* WHAT YOU SHOULD DO:
The entries below are to be transcribed in full, without their images.

**** DATASET RECORDS ****

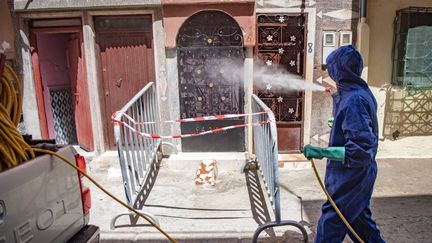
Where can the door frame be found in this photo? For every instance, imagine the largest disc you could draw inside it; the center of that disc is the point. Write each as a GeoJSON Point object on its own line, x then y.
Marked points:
{"type": "Point", "coordinates": [241, 87]}
{"type": "Point", "coordinates": [309, 58]}
{"type": "Point", "coordinates": [101, 85]}
{"type": "Point", "coordinates": [37, 76]}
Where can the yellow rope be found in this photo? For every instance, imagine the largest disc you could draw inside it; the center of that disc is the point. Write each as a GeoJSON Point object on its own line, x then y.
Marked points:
{"type": "Point", "coordinates": [334, 204]}
{"type": "Point", "coordinates": [14, 150]}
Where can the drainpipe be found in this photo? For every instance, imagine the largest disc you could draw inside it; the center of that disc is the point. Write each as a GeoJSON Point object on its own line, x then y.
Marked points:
{"type": "Point", "coordinates": [363, 34]}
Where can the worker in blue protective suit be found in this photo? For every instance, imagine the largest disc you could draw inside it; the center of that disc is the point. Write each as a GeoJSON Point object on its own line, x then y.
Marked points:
{"type": "Point", "coordinates": [351, 167]}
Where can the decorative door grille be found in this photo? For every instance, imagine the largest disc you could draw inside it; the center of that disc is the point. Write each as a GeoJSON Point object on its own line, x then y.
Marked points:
{"type": "Point", "coordinates": [210, 42]}
{"type": "Point", "coordinates": [281, 45]}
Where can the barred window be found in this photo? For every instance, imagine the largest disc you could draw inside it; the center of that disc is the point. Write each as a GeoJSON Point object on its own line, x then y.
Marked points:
{"type": "Point", "coordinates": [412, 50]}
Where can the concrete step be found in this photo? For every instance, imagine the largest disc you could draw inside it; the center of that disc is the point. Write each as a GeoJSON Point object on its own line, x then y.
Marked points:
{"type": "Point", "coordinates": [226, 161]}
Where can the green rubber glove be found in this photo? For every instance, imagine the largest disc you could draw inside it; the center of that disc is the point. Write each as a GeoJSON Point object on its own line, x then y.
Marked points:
{"type": "Point", "coordinates": [333, 153]}
{"type": "Point", "coordinates": [330, 122]}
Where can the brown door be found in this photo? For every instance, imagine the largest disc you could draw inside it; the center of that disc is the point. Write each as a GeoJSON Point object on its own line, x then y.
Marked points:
{"type": "Point", "coordinates": [126, 62]}
{"type": "Point", "coordinates": [281, 44]}
{"type": "Point", "coordinates": [80, 92]}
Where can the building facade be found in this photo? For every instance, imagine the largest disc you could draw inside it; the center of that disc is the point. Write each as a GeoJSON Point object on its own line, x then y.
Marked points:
{"type": "Point", "coordinates": [81, 61]}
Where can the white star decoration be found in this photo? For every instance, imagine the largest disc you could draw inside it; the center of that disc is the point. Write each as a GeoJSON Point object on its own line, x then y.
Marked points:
{"type": "Point", "coordinates": [269, 62]}
{"type": "Point", "coordinates": [292, 63]}
{"type": "Point", "coordinates": [269, 38]}
{"type": "Point", "coordinates": [281, 19]}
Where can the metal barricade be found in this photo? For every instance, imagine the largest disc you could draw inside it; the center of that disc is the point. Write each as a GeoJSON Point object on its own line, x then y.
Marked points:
{"type": "Point", "coordinates": [266, 152]}
{"type": "Point", "coordinates": [138, 156]}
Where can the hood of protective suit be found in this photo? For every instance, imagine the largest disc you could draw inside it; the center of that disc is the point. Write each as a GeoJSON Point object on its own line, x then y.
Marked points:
{"type": "Point", "coordinates": [345, 66]}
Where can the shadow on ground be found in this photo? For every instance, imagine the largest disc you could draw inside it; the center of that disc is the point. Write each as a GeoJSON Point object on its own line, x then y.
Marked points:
{"type": "Point", "coordinates": [401, 219]}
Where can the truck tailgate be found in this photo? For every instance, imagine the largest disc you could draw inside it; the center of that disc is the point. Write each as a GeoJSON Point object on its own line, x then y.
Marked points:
{"type": "Point", "coordinates": [40, 200]}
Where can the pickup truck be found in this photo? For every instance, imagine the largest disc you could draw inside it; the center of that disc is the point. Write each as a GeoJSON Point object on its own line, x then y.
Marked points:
{"type": "Point", "coordinates": [46, 200]}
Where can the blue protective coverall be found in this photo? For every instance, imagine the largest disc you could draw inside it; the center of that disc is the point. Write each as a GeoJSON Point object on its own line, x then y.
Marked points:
{"type": "Point", "coordinates": [355, 127]}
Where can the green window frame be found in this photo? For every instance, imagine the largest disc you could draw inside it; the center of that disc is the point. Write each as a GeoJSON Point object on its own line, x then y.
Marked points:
{"type": "Point", "coordinates": [412, 48]}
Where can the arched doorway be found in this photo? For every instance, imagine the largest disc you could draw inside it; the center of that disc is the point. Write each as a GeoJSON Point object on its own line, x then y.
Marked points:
{"type": "Point", "coordinates": [210, 66]}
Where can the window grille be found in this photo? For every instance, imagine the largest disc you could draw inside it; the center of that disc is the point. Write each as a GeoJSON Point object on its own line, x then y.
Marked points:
{"type": "Point", "coordinates": [412, 51]}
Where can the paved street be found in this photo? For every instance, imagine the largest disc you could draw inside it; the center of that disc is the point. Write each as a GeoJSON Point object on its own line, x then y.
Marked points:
{"type": "Point", "coordinates": [231, 211]}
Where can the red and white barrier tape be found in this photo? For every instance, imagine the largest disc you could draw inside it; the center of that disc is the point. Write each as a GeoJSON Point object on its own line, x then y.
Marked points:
{"type": "Point", "coordinates": [155, 136]}
{"type": "Point", "coordinates": [201, 118]}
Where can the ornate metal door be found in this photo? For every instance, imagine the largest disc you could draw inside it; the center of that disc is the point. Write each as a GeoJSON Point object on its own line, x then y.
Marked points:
{"type": "Point", "coordinates": [208, 43]}
{"type": "Point", "coordinates": [281, 44]}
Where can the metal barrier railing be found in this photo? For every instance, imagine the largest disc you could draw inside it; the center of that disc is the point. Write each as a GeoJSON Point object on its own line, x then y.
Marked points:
{"type": "Point", "coordinates": [138, 156]}
{"type": "Point", "coordinates": [266, 152]}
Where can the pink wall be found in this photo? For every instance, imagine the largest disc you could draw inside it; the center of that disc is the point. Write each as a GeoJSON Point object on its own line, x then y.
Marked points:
{"type": "Point", "coordinates": [52, 49]}
{"type": "Point", "coordinates": [6, 29]}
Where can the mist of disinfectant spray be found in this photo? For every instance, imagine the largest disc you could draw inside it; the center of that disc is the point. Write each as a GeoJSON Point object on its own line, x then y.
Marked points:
{"type": "Point", "coordinates": [265, 76]}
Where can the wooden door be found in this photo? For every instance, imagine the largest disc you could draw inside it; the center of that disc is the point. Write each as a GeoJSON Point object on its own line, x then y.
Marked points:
{"type": "Point", "coordinates": [281, 44]}
{"type": "Point", "coordinates": [208, 43]}
{"type": "Point", "coordinates": [126, 62]}
{"type": "Point", "coordinates": [80, 93]}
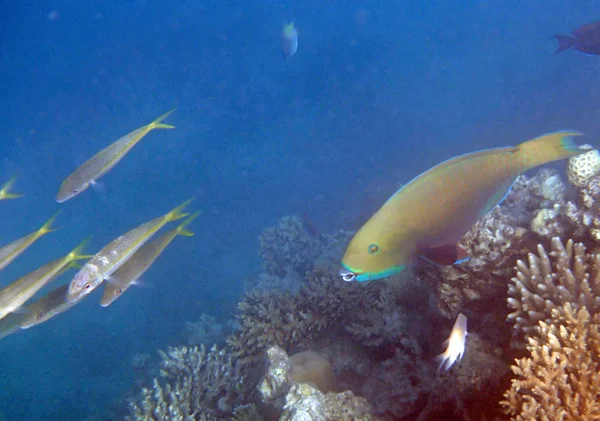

****

* TASK ANSWER:
Where can the door frame be found in this photo? For every instance, imagine the largest disc you could draw inside it; the center of that disc is the point. Write each as a GeoJSON Point object on its own line, x then y.
Marked points:
{"type": "Point", "coordinates": [241, 87]}
{"type": "Point", "coordinates": [309, 58]}
{"type": "Point", "coordinates": [101, 85]}
{"type": "Point", "coordinates": [37, 76]}
Where can the yellow rope be found in this photo? For every instance, imagine the largest disc you could draw inside it; the center of that disc is the point. Write each as a GeoJSON Point object on its own line, x then y.
Marked points:
{"type": "Point", "coordinates": [334, 204]}
{"type": "Point", "coordinates": [14, 150]}
Where can the drainpipe be found in this photo? For every instance, imagine the largest disc you could draw inside it; the center of that disc is the point. Write each as a GeoJSON Point object on its own line, x then y.
Marked points:
{"type": "Point", "coordinates": [363, 34]}
Where can the worker in blue protective suit be found in this photo? For every instance, imagine the largest disc you could draw inside it; the center of that disc is the point. Write each as a GeoJSON Point object on its own line, x then y.
Marked points:
{"type": "Point", "coordinates": [351, 167]}
Where can the decorative door grille be found in this photo? For every instance, imagine the largest disc you could draw inside it; the center of that disc is the point. Write each as a GeoJSON Point object on its own line, x then y.
Marked points:
{"type": "Point", "coordinates": [210, 42]}
{"type": "Point", "coordinates": [281, 45]}
Where can the barred window be found in this photo? For every instance, imagine the largest disc you could draw inside it; the center of that disc is the point. Write each as a GeoJSON Point object on its own line, x then y.
Marked points:
{"type": "Point", "coordinates": [412, 50]}
Where can the concrete step be found in this photo? For every instance, imagine the largest disc you could draw inside it; the center of that disc is the point. Write each as a GeoJSON Point object on its own line, x then y.
Marked points:
{"type": "Point", "coordinates": [226, 161]}
Where can the green rubber glove be found in this photo? For every instance, imagine the largest disc you could draw inside it; the center of that disc is the point. Write each as a GeoJSON Point object on its own line, x then y.
Marked points:
{"type": "Point", "coordinates": [333, 153]}
{"type": "Point", "coordinates": [330, 122]}
Where can the brown door be found in this photo? For every instance, imagine the largest disc you could draw inside it; the center of that disc is the point. Write each as a GeoJSON Point object on its own line, x then y.
Marked points:
{"type": "Point", "coordinates": [126, 62]}
{"type": "Point", "coordinates": [281, 44]}
{"type": "Point", "coordinates": [80, 92]}
Where can the building facade be found in this photo? For every instance, imagine the largest disc you could draw inside it; the center of that disc is the point. Write each as a GeoJSON Point object on its own line, x then y.
Marked points:
{"type": "Point", "coordinates": [81, 61]}
Where can the white star decoration be found in this photo? For every instance, imagine the largest disc you could draw inside it; the center of that disc is the point. Write each as a GeoJSON Point object on its own line, x then y.
Marked points:
{"type": "Point", "coordinates": [269, 62]}
{"type": "Point", "coordinates": [292, 63]}
{"type": "Point", "coordinates": [269, 38]}
{"type": "Point", "coordinates": [281, 19]}
Where can the metal barricade be found in this photo? For every instance, imagine the largest disc you could draw inside it; the center of that disc is the point. Write each as a GeoJSON Point object on its own line, x then y.
Marked points:
{"type": "Point", "coordinates": [266, 152]}
{"type": "Point", "coordinates": [138, 156]}
Where can the hood of protective suit be found in this photo? For every instance, imagine the largest disc you could draw inside it; the center of that disc is the point. Write each as a GeoJSON Point object on its own line, x then y.
Marked points:
{"type": "Point", "coordinates": [345, 66]}
Where can the shadow on ground be found in this photo? For every instance, imagine the largest disc you could draw inside it; the center of that disc is the point. Write each as a GeoJSON Point object on its own line, x then y.
Marked points:
{"type": "Point", "coordinates": [401, 219]}
Where can the truck tailgate be found in this photo? For every instance, imagine the largest disc you could draw inside it; the center of that disc is the point. Write each as a GeoJSON Point object on its own line, x then y.
Marked points:
{"type": "Point", "coordinates": [40, 200]}
Where can the pickup truck be found in this photo? For every instance, imagine the largest disc you could draw inside it; the center of that disc is the point. Write each as a GeoJSON Point object on its own line, x then y.
Marked points:
{"type": "Point", "coordinates": [46, 200]}
Where can the blue protective coverall be found in this photo? For every instance, imagine the largest disc you could draw inside it; the center of that disc is the point. Write each as a GeoJSON Point object on its own line, x then y.
Marked points:
{"type": "Point", "coordinates": [355, 127]}
Where can the green window frame be found in this photo? For every instance, imagine the largest disc you could draw inside it; the center of that disc is the point. Write each as a GeoJSON Point object on its own line, x then y.
Marked points:
{"type": "Point", "coordinates": [412, 48]}
Where can the arched doorway be found in this photo? For every instance, imagine the largest disc you could draw inside it; the center of that disc is the point. Write each as a GeoJSON Point object on its own line, x then y.
Marked points:
{"type": "Point", "coordinates": [210, 66]}
Where can the window grille be found in this photo? For every instance, imagine the largest disc you could draw inside it; the center of that disc is the point. Write each as a GeoJSON Point object on its own line, x then y.
Marked points:
{"type": "Point", "coordinates": [412, 51]}
Where can the paved street be found in this photo? For every instance, imagine the largest disc you could draw inside it; the center of that disc is the point. Write each as a GeoJSON Point object on its own line, x then y.
Marked points:
{"type": "Point", "coordinates": [231, 211]}
Where can the red and white barrier tape be found in this photo? For every instance, imagine the largest disc you could draw inside it; the center of that disc is the point. Write each as a GeoJSON Point object on its own line, x then y.
Marked points:
{"type": "Point", "coordinates": [155, 136]}
{"type": "Point", "coordinates": [201, 118]}
Where can the ornate metal door be found in this photo? For every instance, imagine the largest disc you could draw inside it; the center of that disc is the point. Write each as a GeoJSON Point object on its own line, x then y.
Marked points:
{"type": "Point", "coordinates": [208, 43]}
{"type": "Point", "coordinates": [281, 44]}
Where can the metal barrier railing be found in this photo? For every instance, imagine the largest disc you could draw inside it; the center of that disc is the point. Write each as a GeoJSON Point object on its own line, x then y.
Marked points:
{"type": "Point", "coordinates": [138, 156]}
{"type": "Point", "coordinates": [266, 152]}
Where can the pink wall be found in this photo? For every instance, imagine the largest disc you could draw inside it; the center of that disc is the point. Write each as a GeoJSON Point object on its own line, x then y.
Marked points:
{"type": "Point", "coordinates": [52, 49]}
{"type": "Point", "coordinates": [6, 29]}
Where can the mist of disinfectant spray be found in this photo? For every instance, imagine the largest disc you could draw inside it; the center of that disc is the point. Write each as a GeoJSON Point object on its own line, x then y.
Marked points:
{"type": "Point", "coordinates": [265, 76]}
Where can the wooden door be found in this photo? For every instance, imagine the largest disc you could draw inside it; the center of that disc is the point. Write each as a GeoJSON Point object on its own line, x then y.
Marked points:
{"type": "Point", "coordinates": [281, 44]}
{"type": "Point", "coordinates": [208, 43]}
{"type": "Point", "coordinates": [126, 62]}
{"type": "Point", "coordinates": [80, 93]}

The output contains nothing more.